Avoid early overwriting of vcpu->arch.exception.nested_apf, and
make it easier to add CR2 or DR6 in the future.

Signed-off-by: Paolo Bonzini <pbonzini@redhat.com>
---
 arch/x86/kvm/x86.c | 79 ++++++++++++++++++++++++++++++++----------------------
 1 file changed, 47 insertions(+), 32 deletions(-)

diff --git a/arch/x86/kvm/x86.c b/arch/x86/kvm/x86.c
index 4e699238a113..88b91114c5a8 100644
--- a/arch/x86/kvm/x86.c
+++ b/arch/x86/kvm/x86.c
@@ -381,25 +381,14 @@ static int exception_type(int vector)
 }
 
 static void kvm_multiple_exception(struct kvm_vcpu *vcpu,
-		unsigned nr, bool has_error, u32 error_code,
-		bool reinject)
+                                   struct kvm_queued_exception ex)
 {
 	u32 prev_nr;
 	int class1, class2;
 
 	kvm_make_request(KVM_REQ_EVENT, vcpu);
-
-	if (!vcpu->arch.exception.pending) {
-	queue:
-		if (has_error && !is_protmode(vcpu))
-			has_error = false;
-		vcpu->arch.exception.pending = true;
-		vcpu->arch.exception.has_error_code = has_error;
-		vcpu->arch.exception.nr = nr;
-		vcpu->arch.exception.error_code = error_code;
-		vcpu->arch.exception.reinject = reinject;
-		return;
-	}
+	if (!vcpu->arch.exception.pending)

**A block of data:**
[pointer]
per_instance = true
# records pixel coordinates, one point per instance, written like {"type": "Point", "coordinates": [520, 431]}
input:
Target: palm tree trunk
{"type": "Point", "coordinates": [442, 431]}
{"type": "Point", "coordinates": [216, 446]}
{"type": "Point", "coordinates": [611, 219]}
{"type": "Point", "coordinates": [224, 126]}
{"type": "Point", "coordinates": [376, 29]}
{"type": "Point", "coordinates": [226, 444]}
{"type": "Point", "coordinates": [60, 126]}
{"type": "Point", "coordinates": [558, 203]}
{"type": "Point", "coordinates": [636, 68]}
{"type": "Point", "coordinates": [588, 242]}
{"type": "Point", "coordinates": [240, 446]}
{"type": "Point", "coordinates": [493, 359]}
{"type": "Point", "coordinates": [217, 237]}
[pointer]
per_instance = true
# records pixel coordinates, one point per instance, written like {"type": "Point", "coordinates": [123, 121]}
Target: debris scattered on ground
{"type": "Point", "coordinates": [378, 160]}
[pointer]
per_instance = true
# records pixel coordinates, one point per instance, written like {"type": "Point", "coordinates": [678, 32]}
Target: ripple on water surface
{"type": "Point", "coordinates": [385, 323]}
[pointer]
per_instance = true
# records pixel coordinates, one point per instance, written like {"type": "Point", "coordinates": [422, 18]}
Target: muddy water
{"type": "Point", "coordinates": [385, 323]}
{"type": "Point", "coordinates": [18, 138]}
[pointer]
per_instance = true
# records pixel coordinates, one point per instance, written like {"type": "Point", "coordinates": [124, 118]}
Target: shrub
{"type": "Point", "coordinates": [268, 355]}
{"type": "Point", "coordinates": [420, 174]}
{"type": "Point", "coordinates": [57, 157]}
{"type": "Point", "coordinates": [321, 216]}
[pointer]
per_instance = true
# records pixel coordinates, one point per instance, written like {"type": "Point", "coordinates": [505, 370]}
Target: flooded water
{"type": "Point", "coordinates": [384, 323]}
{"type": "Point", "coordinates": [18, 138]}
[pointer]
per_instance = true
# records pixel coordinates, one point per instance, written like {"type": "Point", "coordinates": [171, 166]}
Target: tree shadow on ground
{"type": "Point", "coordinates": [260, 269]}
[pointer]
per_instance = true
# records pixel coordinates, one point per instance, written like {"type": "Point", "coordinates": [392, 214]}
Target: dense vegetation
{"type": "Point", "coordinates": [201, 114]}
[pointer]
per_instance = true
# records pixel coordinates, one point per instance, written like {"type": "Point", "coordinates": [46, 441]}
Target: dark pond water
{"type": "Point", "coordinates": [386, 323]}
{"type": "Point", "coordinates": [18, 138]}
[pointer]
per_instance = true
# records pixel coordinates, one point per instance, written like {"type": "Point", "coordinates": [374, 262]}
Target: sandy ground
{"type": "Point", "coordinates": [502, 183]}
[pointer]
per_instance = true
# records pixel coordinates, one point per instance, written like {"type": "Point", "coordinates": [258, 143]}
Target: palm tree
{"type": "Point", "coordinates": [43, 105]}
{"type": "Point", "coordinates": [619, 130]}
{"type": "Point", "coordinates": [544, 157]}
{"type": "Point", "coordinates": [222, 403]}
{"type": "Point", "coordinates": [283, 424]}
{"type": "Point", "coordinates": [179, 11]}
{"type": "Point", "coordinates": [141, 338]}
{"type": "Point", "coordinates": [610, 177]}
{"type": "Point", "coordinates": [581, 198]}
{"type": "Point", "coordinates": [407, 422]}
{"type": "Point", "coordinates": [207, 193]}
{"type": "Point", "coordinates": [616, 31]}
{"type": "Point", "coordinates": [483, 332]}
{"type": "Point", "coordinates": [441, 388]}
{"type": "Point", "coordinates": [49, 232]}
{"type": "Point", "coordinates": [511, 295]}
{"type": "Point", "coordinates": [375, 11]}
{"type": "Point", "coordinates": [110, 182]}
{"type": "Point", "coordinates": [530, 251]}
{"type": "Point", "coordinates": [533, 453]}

**Objectives:**
(a) Condense the patch's opening paragraph, starting "Avoid early overwriting", into a two-item bulleted list that keeps its main facts.
(b) Answer these questions from the patch, marking your answers (i), (ii), (iii), one per line:
(i) Which file does the patch change?
(ii) How many insertions and deletions does the summary report?
(iii) In the new version of kvm_multiple_exception, what replaces the parameters nr, has_error, error_code and reinject?
(c) Pick up the patch right after its last line and continue it.
None of the items above are needed for what follows.

**Responses per task:**
(a)
- Prevents vcpu->arch.exception.nested_apf from being overwritten too early.
- Makes it easier to add CR2 or DR6 later.

(b)
(i) arch/x86/kvm/x86.c
(ii) 47 insertions and 32 deletions
(iii) A single parameter, struct kvm_queued_exception ex

(c)
+		goto queue;
 
 	/* to check exception */
 	prev_nr = vcpu->arch.exception.nr;
@@ -409,30 +398,43 @@ static void kvm_multiple_exception(struct kvm_vcpu *vcpu,
 		return;
 	}
 	class1 = exception_class(prev_nr);
-	class2 = exception_class(nr);
+	class2 = exception_class(ex.nr);
 	if ((class1 == EXCPT_CONTRIBUTORY && class2 == EXCPT_CONTRIBUTORY)
 		|| (class1 == EXCPT_PF && class2 != EXCPT_BENIGN)) {
 		/* generate double fault per SDM Table 5-5 */
-		vcpu->arch.exception.pending = true;
-		vcpu->arch.exception.has_error_code = true;
-		vcpu->arch.exception.nr = DF_VECTOR;
-		vcpu->arch.exception.error_code = 0;
-	} else
-		/* replace previous exception with a new one in a hope
-		   that instruction re-execution will regenerate lost
-		   exception */
-		goto queue;
+		ex.pending = true;
+		ex.has_error_code = true;
+		ex.nr = DF_VECTOR;
+		ex.error_code = 0;
+	}
+
+	/*
+	 * Else replace previous exception with a new one in a hope
+	 * that instruction re-execution will regenerate lost
+	 * exception.
+	 */
+
+queue:
+	ex.pending = true;
+	ex.has_error_code = ex.has_error_code && is_protmode(vcpu);
+	vcpu->arch.exception = ex;
+	return;
 }
 
 void kvm_queue_exception(struct kvm_vcpu *vcpu, unsigned nr)
 {
-	kvm_multiple_exception(vcpu, nr, false, 0, false);
+	kvm_multiple_exception(vcpu, ((struct kvm_queued_exception) {
+		.nr = nr
+	}));
 }
 EXPORT_SYMBOL_GPL(kvm_queue_exception);
 
 void kvm_requeue_exception(struct kvm_vcpu *vcpu, unsigned nr)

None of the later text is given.